Records for the exercise -
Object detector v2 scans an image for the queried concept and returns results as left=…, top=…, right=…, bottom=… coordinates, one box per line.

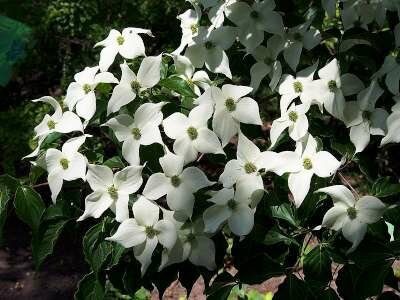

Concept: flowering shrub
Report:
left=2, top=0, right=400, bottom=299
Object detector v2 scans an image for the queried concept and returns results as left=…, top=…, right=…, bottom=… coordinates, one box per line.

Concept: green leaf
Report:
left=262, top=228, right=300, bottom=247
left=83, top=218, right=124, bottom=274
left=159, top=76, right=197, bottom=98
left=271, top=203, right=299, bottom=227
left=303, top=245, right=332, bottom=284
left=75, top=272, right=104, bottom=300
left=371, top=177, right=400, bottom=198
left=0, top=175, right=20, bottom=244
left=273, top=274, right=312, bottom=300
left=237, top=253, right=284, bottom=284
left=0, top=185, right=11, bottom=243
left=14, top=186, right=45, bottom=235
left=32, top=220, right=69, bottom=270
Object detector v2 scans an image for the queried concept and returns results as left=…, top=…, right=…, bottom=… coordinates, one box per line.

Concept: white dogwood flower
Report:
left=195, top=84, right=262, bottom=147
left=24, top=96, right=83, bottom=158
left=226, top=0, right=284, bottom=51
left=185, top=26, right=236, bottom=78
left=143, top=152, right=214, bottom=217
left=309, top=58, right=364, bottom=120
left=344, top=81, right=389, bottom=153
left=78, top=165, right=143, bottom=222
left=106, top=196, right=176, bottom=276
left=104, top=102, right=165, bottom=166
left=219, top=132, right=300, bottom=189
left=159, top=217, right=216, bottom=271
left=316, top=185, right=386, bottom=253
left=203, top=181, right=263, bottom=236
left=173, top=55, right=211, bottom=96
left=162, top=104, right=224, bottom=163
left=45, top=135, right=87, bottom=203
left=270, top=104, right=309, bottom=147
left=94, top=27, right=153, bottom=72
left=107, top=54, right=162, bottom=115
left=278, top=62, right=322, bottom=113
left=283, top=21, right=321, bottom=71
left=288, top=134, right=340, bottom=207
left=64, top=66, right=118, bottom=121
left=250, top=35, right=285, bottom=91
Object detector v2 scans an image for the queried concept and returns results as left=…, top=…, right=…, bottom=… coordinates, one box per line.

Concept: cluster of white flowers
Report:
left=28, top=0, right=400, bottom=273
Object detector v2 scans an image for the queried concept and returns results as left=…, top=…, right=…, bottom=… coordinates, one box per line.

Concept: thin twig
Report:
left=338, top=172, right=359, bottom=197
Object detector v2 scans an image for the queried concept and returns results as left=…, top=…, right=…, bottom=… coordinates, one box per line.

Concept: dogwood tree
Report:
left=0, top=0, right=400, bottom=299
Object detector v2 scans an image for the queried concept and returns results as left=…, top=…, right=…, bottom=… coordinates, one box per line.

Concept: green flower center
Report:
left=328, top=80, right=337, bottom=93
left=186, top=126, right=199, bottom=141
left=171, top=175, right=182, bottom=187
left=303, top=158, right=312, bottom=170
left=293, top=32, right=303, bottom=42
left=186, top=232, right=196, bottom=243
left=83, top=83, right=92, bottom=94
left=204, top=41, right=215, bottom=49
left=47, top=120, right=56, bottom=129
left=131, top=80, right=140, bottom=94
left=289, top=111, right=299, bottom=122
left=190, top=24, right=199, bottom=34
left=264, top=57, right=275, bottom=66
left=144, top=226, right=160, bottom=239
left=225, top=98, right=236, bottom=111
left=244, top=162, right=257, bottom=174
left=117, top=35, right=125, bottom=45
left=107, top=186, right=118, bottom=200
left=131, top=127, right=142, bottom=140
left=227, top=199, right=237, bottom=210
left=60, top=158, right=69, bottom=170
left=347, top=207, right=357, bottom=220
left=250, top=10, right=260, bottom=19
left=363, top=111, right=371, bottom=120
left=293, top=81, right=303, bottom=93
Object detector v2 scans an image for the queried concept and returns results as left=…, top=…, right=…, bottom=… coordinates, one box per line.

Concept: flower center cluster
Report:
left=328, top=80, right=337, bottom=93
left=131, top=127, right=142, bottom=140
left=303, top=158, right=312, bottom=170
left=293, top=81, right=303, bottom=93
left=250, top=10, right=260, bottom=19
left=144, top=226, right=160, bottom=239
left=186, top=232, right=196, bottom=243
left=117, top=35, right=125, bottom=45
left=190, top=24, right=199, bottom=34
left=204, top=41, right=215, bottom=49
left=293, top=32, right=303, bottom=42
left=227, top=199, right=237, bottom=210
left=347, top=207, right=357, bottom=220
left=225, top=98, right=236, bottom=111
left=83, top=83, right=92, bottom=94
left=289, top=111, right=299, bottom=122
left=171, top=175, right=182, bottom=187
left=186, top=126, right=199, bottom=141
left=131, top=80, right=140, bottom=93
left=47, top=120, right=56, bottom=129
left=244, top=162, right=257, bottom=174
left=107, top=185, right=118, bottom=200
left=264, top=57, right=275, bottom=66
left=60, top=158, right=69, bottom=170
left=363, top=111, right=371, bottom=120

...

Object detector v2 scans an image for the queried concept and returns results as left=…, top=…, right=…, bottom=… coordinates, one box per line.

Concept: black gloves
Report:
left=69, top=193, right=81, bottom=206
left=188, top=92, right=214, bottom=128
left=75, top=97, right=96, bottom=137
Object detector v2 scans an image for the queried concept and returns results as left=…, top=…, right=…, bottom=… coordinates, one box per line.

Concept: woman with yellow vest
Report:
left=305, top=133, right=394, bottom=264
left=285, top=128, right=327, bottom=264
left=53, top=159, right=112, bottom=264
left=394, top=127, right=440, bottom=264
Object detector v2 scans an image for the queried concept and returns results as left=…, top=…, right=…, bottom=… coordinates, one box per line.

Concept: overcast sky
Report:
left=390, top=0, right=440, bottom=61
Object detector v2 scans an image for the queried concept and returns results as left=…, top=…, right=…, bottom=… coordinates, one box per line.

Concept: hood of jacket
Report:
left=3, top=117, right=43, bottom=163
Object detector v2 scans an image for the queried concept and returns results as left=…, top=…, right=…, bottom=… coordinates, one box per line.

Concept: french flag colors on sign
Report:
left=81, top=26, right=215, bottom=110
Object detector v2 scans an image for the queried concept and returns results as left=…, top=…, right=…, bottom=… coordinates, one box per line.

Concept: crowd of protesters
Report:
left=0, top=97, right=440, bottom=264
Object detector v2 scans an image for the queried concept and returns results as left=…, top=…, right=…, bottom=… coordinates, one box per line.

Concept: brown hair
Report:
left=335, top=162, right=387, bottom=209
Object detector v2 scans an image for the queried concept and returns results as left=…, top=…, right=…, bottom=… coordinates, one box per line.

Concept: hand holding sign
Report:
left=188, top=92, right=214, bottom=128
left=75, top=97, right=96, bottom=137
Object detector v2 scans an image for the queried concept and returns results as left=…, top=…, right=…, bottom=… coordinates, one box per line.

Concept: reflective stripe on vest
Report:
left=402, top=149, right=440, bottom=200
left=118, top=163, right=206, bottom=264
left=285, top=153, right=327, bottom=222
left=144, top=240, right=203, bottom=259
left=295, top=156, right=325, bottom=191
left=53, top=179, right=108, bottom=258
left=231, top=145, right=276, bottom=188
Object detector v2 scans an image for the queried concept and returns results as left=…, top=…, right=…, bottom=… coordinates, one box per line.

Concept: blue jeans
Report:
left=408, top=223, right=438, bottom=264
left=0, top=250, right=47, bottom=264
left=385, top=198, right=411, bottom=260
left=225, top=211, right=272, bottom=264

==

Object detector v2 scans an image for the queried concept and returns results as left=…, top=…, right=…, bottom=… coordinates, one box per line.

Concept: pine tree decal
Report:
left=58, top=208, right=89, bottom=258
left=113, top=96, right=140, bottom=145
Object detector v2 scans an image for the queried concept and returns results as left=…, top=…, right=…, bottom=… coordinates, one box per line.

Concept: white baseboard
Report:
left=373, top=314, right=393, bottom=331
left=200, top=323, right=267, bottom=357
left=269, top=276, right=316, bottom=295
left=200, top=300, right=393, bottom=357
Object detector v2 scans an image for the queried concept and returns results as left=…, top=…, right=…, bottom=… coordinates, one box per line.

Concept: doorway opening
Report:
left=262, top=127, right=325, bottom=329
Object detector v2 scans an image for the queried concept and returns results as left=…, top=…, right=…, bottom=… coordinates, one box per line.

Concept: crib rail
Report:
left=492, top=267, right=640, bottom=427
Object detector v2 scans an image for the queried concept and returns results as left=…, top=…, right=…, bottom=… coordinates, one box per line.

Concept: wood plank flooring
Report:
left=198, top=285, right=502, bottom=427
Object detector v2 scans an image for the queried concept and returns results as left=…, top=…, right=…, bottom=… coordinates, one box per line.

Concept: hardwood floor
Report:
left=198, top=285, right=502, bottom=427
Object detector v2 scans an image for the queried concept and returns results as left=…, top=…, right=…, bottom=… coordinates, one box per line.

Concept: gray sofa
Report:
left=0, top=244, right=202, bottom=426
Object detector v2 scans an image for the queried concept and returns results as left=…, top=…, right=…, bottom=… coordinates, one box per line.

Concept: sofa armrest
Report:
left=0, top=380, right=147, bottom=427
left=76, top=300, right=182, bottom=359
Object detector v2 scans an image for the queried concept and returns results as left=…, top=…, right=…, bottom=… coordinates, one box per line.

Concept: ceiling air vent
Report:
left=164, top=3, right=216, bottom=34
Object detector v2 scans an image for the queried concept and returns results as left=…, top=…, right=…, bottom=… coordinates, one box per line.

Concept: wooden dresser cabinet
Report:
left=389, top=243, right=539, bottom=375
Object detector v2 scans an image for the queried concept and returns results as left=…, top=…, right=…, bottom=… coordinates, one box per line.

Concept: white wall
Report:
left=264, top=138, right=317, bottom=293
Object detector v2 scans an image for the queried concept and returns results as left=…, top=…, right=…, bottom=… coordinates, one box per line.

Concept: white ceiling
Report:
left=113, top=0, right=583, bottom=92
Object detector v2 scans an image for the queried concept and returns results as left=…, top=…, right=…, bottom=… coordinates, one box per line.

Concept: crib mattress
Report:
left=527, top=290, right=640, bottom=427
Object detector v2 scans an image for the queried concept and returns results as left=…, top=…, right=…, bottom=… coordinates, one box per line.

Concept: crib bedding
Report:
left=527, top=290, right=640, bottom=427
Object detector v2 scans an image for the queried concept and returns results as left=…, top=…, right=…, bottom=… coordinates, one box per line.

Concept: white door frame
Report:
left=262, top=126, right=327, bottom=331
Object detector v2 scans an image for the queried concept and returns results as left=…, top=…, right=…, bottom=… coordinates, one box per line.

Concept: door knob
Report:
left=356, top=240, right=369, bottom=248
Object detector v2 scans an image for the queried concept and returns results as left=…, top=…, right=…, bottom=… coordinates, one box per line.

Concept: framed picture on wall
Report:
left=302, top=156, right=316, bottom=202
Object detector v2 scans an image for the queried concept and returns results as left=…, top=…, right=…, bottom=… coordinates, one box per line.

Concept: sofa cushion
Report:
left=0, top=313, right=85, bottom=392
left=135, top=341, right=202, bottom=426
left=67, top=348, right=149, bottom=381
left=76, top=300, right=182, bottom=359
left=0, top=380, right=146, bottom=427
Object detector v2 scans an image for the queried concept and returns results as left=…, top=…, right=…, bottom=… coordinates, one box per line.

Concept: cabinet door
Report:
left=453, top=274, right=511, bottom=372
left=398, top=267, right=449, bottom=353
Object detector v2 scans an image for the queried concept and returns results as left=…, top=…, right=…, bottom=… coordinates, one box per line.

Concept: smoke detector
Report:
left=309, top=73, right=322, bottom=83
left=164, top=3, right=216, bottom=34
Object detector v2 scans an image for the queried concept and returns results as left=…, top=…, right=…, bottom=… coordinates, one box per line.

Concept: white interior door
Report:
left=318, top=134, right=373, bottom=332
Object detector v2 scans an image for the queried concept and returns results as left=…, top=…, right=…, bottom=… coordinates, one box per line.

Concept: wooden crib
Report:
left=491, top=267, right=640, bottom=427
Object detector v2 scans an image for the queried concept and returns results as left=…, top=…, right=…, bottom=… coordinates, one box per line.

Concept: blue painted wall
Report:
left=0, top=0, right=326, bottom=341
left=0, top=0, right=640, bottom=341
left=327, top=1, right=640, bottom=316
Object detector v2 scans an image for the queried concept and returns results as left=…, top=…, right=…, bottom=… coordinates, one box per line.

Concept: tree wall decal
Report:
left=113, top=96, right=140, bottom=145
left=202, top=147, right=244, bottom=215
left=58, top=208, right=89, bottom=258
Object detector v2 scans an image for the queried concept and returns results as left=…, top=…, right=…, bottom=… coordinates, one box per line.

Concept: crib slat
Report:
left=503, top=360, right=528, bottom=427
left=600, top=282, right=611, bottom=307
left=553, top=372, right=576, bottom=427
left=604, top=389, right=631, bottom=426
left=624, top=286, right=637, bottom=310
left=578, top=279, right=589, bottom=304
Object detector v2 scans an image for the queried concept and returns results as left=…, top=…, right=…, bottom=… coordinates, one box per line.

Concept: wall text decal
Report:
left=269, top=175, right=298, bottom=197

Given exercise -
Please show each line in the data above that contains the string "center". Case counts.

Exercise solution -
Concept: green flower center
Concept: flower center cluster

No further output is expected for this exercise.